EXERCISE PROMPT
For the material that follows, tally the lines holding "navy" and give the total alone.

DATA UNDER STUDY
★ ★ ★ ★ ★ ★ ★

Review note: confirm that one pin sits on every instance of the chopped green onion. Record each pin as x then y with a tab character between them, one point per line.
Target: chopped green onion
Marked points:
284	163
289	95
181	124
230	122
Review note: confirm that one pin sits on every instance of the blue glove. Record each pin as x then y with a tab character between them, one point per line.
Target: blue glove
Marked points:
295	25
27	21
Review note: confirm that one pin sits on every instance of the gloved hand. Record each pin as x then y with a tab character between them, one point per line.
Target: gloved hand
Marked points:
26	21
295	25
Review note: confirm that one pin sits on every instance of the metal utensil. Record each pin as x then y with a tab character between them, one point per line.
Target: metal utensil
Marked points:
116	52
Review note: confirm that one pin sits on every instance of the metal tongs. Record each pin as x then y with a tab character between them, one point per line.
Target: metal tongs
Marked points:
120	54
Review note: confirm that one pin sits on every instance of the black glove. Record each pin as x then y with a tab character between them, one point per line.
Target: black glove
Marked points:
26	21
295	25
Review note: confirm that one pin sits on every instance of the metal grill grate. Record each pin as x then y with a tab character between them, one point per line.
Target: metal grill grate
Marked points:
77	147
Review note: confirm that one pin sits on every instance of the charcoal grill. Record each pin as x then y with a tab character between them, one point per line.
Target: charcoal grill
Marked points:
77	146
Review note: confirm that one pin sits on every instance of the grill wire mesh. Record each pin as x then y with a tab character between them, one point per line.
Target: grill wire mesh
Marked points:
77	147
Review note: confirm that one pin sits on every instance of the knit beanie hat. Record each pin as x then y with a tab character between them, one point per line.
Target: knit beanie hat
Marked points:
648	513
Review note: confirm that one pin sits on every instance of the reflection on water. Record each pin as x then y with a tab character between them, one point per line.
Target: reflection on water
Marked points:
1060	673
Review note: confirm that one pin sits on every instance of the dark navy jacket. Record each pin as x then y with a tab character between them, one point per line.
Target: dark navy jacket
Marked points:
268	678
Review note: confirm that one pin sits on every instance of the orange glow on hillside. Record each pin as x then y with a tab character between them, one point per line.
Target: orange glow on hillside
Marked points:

★ ★ ★ ★ ★ ★ ★

OUTPUT FOR THIS EXERCISE
2